#### Tasks to carry out
- a) Revise the passage of the 2021 Northeast Conference women's basketball tournament article starting with "- Television: ESPN3, ESPNU" and going on through "identical conference records.", replacing "tiebreaker system" with "tiebreaking procedure".
- b) According to the article on the 2021 Northeast Conference women's basketball tournament, which team did Mount St. Mary's defeat in the championship game, and by what score?
- c) Extend the article on the 2021 Northeast Conference women's basketball tournament, beginning after its final sentence.

#### Page extract

- Classification: Division I
- Season: 2020–21
- Teams: 9
- Site: Campus sites
- Champions: Mount St. Mary's (4th title)
- Winning coach: Maria Marchesano (1st title)
- MVP: Rebecca Lee (Mount St. Mary's)
- Television: ESPN3, ESPNU

= 2021 Northeast Conference women's basketball tournament =

American college basketball tournament

The 2021 Northeast Conference women's basketball tournament was the postseason women's basketball tournament for the 2020–21 season in the Northeast Conference. The tournament was held March 10–14, 2021. The tournament winner received an automatic invitation to the 2021 NCAA Division I women's basketball tournament. Mount St. Mary's won the conference tournament championship game over Wagner, 70–38.

==Seeds==
Due to complications caused by the COVID-19 pandemic, only the top four teams in the Northeast Conference were eligible to compete in the conference tournament. Teams were seeded by record within the conference, with a tiebreaker system to seed teams with identical conference records.

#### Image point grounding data

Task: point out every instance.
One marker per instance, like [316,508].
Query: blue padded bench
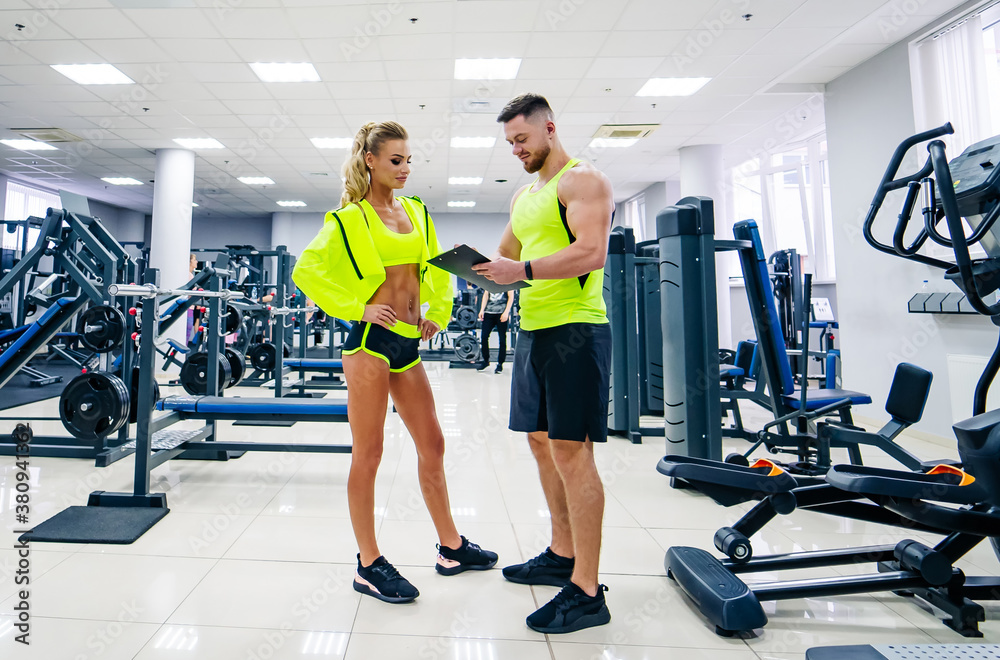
[256,408]
[315,363]
[29,332]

#### Outputs for the tasks
- a)
- Television: ESPN3, ESPNU

= 2021 Northeast Conference women's basketball tournament =

American college basketball tournament

The 2021 Northeast Conference women's basketball tournament was the postseason women's basketball tournament for the 2020–21 season in the Northeast Conference. The tournament was held March 10–14, 2021. The tournament winner received an automatic invitation to the 2021 NCAA Division I women's basketball tournament. Mount St. Mary's won the conference tournament championship game over Wagner, 70–38.

==Seeds==
Due to complications caused by the COVID-19 pandemic, only the top four teams in the Northeast Conference were eligible to compete in the conference tournament. Teams were seeded by record within the conference, with a tiebreaking procedure to seed teams with identical conference records.

- b) Mount St. Mary's defeated Wagner, 70–38.

- c)
| Seed | School | Conference | Tiebreaker 1 |
|---|---|---|---|
| 1 | Mount St. Mary's | 14–4 |  |
| 2 | Wagner | 12–4 | 1–0 vs. Saint Francis (PA) |
| 3 | Saint Francis (PA) | 12–4 | 0–1 vs. Wagner |
| 4 | Fairleigh Dickinson | 12–6 |  |

==Schedule==

Game: Time*; Matchup^{#}; Score; Television
Semifinals – Wednesday, March 10, 2021
1: 7:00 p.m.; No. 4 Fairleigh Dickinson at. No. 1 Mount St. Mary's; 62-77; ESPN3
2: 7:00 p.m.; No. 3 Saint Francis (PA) at No. 2 Wagner; 57-70
Championship – Sunday, March 14, 2021
3: 2:00 p.m.; No. 2 Wagner at No. 1 Mount St. Mary's; 38-70; ESPNU
*All times Eastern. ^{#}Rankings denote tournament seeding.